WORK TO DO
Rewrite the records starting at the line containing "Find the dense" and ending at the end of the records, substituting "metal utility pole" for "wooden utility pole" and leaving everything else unchanged. Leave the pictures out of your answer.

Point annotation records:
____

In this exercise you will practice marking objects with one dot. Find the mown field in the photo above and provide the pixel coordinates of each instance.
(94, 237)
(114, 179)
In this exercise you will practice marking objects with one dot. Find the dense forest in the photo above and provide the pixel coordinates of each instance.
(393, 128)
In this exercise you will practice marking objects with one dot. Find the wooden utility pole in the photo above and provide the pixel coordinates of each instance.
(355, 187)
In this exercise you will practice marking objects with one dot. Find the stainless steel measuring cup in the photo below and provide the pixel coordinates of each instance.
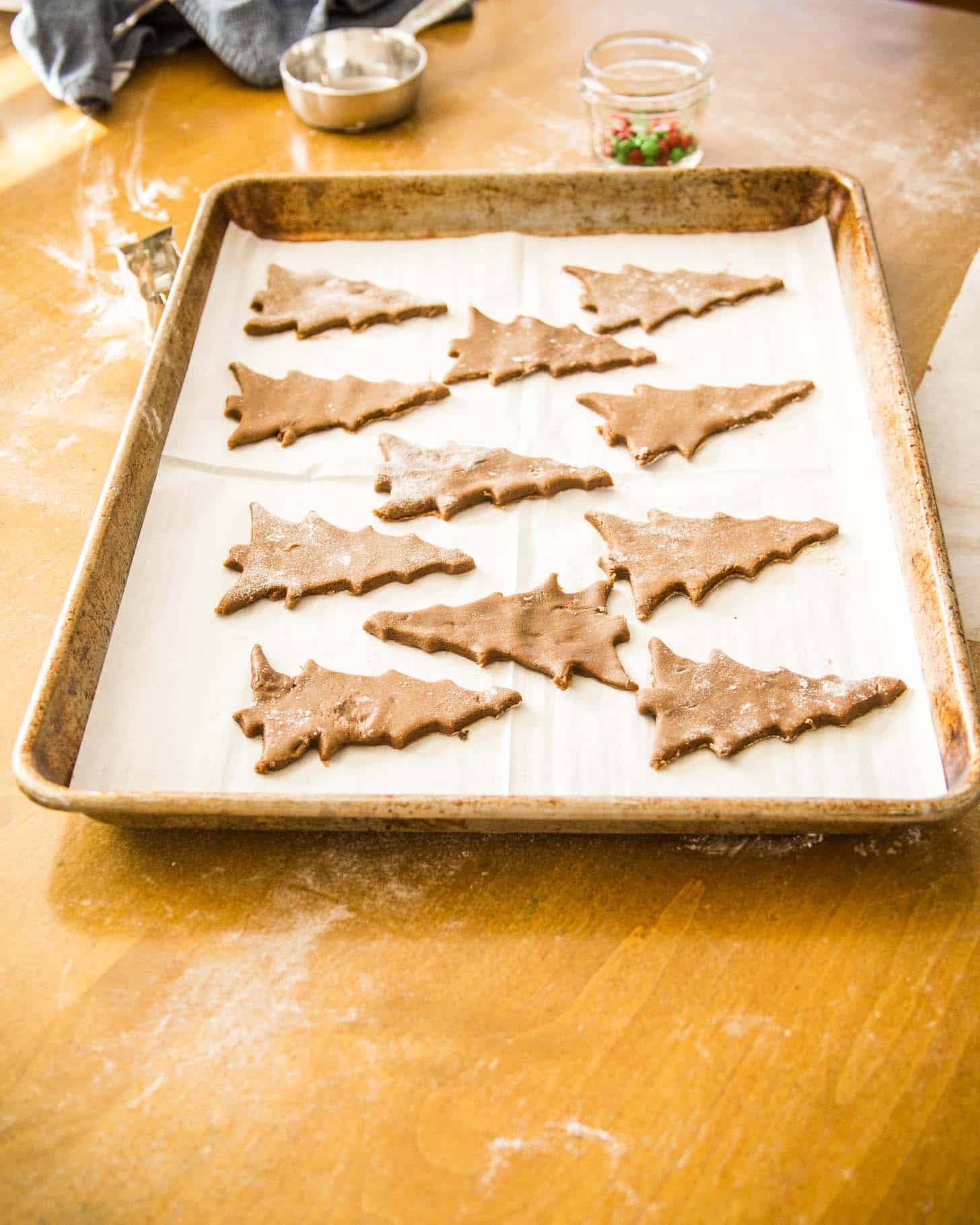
(357, 79)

____

OUTPUT BELOW
In this exercise you will practice marking objects with one dot. Find the dense forest in the photo above and provide the pixel coordinates of each instance.
(393, 128)
In this exercise you will practice marking objects with one dot. Find the metal utility pole in the photo above and provide the pixel coordinates of each instance.
(355, 187)
In this exercise you will practice marking objects with one dot. Find the stainless steel measuring cup in the photo below and provide the pixel coordinates of each instance.
(357, 79)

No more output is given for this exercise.